▶ HOW TO COMPLETE THIS TASK
Write out once more the lines running from the top of the entries below to the line with "Q: Report x and y for each instance of the basketball", both ends included.

(Dataset excerpts)
━━━━━━━━━━━━━━━━━━━━

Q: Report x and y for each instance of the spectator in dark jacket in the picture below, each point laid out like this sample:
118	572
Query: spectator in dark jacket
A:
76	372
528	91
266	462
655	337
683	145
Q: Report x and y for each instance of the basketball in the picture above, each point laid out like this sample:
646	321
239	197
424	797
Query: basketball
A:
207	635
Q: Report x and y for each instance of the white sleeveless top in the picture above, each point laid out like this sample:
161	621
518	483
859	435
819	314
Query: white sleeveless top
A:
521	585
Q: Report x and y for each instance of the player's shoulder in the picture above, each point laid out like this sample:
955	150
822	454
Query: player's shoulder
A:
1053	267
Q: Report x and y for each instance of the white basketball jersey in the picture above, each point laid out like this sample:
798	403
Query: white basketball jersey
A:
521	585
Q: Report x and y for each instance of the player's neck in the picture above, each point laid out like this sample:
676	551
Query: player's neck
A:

━━━━━━━━━━━━━━━━━━━━

▶ ANSWER FOR THE TASK
Q: Report x and y for each instance of the spectator in dark jacket in the picture below, each point laid out like this sample:
118	572
Query: spectator in dark jacket
A:
76	372
528	91
266	462
655	337
683	145
Q: Report x and y for each instance of the basketball in the picture above, each point laid out like this sample:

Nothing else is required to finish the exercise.